→ WRITTEN TASK: Can you put all of the records below into a numbered list, leaving out any blank lines?

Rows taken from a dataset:
────────

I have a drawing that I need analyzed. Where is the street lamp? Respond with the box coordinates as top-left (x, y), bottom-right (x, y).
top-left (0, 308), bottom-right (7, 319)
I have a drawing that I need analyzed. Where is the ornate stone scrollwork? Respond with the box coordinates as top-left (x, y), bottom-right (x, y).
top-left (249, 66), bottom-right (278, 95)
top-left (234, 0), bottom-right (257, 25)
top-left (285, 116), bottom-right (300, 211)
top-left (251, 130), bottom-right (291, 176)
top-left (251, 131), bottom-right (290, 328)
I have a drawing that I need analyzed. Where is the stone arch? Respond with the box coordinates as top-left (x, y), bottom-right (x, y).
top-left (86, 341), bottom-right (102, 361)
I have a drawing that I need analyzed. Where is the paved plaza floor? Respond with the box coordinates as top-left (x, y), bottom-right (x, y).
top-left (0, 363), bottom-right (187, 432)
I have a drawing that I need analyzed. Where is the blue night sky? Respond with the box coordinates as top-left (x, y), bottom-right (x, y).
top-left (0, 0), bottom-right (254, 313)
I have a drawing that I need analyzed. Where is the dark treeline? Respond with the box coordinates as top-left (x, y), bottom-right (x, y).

────────

→ IN RESPONSE:
1. I have a drawing that I need analyzed. Where is the street lamp? Respond with the box coordinates as top-left (x, y), bottom-right (x, y).
2. top-left (0, 308), bottom-right (7, 319)
3. I have a drawing that I need analyzed. Where is the ornate stone scrollwork? Respond with the box coordinates as top-left (x, y), bottom-right (x, y).
4. top-left (249, 66), bottom-right (278, 95)
5. top-left (234, 0), bottom-right (257, 25)
6. top-left (285, 116), bottom-right (300, 211)
7. top-left (251, 130), bottom-right (291, 176)
8. top-left (251, 131), bottom-right (290, 328)
9. I have a drawing that I need analyzed. Where is the stone arch? Respond with the box coordinates as top-left (x, y), bottom-right (x, y).
10. top-left (86, 341), bottom-right (102, 361)
11. I have a drawing that I need analyzed. Where is the paved plaza floor? Respond with the box coordinates as top-left (x, y), bottom-right (x, y).
12. top-left (0, 363), bottom-right (187, 432)
13. I have a drawing that I need analyzed. Where is the blue night sky? Respond with the box coordinates as top-left (x, y), bottom-right (x, y).
14. top-left (0, 0), bottom-right (254, 313)
15. I have a drawing that I need analyzed. Where is the dark treeline? Respond with the box coordinates as top-left (x, y), bottom-right (x, y).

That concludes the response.